Give the number of lines in the records below that contain the string "jersey", treating uppercase and lowercase as distinct. Reply with that number alone.

[DATA SUPPLIED start]

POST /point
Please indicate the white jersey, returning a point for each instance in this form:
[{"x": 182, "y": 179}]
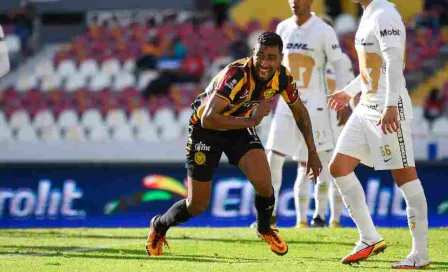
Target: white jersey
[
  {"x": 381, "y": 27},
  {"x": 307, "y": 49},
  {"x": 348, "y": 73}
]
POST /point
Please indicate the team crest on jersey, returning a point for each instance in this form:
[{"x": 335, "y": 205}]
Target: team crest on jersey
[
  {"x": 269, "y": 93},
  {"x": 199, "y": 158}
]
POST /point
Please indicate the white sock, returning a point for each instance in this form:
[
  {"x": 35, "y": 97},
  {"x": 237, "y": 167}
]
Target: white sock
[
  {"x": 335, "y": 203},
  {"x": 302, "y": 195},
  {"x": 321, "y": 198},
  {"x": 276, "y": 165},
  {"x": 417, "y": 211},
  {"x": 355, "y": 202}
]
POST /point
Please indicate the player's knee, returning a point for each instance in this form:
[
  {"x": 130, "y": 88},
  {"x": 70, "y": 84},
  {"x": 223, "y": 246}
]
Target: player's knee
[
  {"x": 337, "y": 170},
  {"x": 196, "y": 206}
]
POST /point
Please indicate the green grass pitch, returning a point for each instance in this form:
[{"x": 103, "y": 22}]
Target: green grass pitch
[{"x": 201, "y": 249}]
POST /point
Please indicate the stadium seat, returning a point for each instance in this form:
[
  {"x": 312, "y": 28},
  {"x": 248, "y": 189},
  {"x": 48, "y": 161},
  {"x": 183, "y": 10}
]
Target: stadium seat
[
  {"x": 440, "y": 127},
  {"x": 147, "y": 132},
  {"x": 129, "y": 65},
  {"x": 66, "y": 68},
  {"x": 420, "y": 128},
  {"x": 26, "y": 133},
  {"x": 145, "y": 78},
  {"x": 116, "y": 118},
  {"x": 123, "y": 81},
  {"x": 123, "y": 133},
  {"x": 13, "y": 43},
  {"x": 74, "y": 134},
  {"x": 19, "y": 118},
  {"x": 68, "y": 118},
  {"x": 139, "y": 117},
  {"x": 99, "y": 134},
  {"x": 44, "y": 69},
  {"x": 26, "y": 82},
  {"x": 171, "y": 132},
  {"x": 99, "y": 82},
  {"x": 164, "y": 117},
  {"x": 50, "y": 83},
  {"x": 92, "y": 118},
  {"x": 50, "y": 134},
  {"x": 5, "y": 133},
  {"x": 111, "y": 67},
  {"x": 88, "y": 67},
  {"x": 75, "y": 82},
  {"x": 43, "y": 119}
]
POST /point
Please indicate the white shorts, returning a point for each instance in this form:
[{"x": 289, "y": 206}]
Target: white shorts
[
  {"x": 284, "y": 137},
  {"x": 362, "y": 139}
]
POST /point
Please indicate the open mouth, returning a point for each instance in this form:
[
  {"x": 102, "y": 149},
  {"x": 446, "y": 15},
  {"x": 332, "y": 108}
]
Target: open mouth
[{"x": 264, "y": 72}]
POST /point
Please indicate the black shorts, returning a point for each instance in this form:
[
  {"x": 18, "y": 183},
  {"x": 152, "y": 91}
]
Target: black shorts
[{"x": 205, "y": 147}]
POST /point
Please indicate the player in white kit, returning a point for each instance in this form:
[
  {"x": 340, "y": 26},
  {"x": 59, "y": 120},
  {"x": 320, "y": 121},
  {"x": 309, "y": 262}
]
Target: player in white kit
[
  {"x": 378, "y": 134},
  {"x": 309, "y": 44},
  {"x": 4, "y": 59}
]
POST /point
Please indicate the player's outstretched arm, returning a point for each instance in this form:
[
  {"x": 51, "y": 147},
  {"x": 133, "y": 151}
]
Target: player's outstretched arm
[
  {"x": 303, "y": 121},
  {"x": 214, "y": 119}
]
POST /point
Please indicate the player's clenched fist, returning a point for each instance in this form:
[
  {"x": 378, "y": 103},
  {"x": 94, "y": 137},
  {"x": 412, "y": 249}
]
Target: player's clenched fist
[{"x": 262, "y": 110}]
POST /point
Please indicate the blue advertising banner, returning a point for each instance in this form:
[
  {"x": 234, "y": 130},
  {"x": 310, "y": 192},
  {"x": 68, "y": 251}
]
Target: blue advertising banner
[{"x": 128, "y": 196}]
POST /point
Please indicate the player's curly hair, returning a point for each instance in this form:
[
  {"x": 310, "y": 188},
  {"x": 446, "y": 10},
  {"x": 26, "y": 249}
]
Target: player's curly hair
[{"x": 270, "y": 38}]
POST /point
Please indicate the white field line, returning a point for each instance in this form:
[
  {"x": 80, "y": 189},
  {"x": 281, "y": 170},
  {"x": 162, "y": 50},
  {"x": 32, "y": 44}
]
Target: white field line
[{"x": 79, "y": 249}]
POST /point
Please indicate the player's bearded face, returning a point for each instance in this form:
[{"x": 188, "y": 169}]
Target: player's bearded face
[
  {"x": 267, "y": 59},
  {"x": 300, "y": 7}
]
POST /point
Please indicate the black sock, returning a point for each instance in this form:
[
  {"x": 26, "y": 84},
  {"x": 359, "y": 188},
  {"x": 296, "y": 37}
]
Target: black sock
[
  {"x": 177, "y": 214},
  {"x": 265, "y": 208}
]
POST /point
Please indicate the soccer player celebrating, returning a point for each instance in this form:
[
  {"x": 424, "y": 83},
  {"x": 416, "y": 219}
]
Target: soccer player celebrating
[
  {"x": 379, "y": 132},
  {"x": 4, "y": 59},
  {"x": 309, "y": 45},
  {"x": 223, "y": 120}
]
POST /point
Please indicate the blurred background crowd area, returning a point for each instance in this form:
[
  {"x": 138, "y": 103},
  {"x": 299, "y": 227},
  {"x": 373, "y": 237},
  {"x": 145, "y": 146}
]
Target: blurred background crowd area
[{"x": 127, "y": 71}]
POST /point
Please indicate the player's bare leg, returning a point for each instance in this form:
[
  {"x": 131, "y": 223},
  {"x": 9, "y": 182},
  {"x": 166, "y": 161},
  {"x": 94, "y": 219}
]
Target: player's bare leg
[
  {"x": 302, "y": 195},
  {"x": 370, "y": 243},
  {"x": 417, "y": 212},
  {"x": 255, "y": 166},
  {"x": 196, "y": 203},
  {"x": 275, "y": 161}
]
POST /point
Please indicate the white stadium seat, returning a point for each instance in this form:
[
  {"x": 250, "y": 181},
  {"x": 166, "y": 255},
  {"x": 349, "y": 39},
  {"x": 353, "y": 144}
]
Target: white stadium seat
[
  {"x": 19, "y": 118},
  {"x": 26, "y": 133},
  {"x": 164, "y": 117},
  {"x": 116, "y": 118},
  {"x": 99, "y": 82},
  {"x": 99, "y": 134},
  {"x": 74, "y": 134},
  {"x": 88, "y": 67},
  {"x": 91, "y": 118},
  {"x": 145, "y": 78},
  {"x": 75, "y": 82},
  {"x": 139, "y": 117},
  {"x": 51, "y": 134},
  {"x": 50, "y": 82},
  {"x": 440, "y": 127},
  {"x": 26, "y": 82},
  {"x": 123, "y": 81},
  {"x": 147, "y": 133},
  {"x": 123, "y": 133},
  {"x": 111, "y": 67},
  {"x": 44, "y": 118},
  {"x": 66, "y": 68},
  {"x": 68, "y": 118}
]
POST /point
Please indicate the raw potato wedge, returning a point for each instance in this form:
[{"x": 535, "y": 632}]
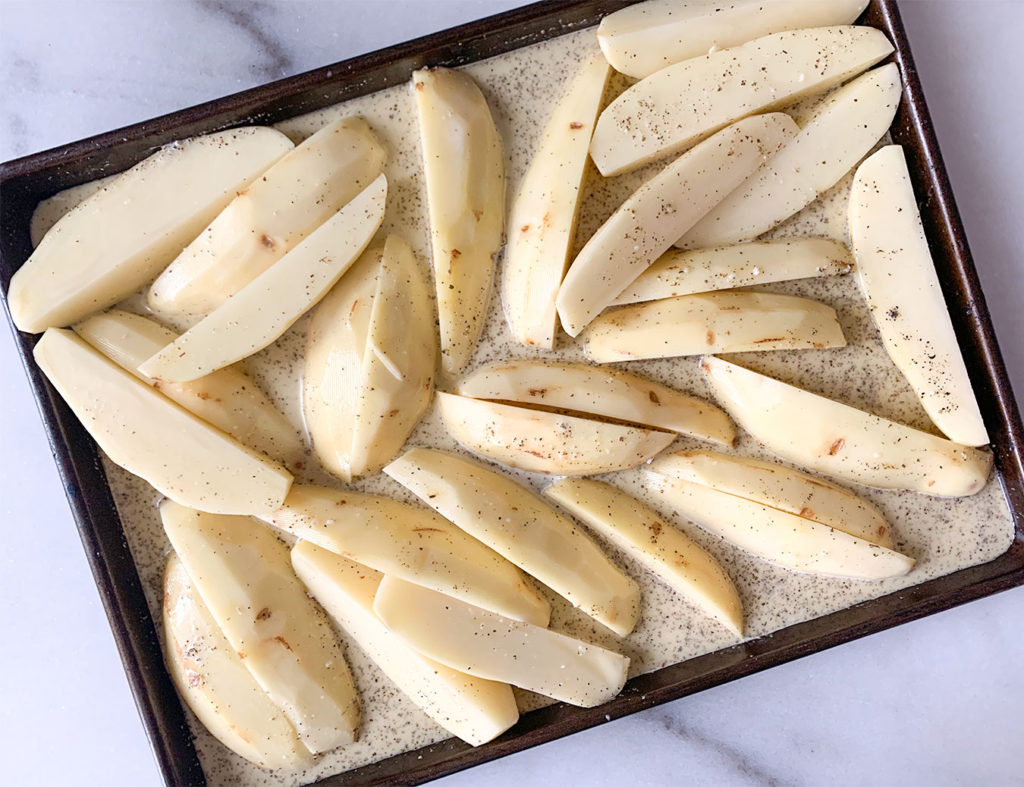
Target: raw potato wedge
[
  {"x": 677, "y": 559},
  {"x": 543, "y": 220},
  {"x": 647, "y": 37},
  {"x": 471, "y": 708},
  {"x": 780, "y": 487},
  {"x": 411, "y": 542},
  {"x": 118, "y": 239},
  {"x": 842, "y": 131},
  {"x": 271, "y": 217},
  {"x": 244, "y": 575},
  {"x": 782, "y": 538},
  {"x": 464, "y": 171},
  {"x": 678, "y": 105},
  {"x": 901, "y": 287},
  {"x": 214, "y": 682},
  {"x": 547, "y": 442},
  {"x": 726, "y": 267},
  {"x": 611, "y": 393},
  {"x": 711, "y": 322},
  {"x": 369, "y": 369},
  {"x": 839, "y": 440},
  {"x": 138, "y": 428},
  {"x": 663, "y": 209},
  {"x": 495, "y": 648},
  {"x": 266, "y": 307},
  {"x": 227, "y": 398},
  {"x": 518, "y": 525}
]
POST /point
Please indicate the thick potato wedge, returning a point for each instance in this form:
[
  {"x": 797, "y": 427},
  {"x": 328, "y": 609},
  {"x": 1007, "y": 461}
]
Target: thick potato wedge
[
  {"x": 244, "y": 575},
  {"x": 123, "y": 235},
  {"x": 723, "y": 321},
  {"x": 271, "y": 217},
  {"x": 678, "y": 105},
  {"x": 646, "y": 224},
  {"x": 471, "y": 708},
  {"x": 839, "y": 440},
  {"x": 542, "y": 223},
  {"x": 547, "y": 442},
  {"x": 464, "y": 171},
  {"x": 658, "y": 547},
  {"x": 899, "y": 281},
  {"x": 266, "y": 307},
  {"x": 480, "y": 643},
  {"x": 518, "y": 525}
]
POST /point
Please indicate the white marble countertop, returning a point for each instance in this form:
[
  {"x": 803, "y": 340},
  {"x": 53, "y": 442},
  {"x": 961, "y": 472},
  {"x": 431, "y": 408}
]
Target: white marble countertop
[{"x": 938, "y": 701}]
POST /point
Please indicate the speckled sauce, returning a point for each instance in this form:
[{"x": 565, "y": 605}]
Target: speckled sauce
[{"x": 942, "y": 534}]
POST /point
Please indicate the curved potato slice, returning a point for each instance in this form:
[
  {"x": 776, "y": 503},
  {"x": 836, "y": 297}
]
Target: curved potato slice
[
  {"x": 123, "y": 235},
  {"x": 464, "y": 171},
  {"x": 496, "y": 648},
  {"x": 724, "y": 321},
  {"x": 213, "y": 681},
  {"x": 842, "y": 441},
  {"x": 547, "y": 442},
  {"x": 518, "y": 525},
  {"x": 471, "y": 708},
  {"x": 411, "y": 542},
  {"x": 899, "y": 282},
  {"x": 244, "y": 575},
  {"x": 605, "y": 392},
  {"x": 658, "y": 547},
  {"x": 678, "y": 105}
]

[DATA SUPPLIED end]

→ **OUTPUT BELOW**
4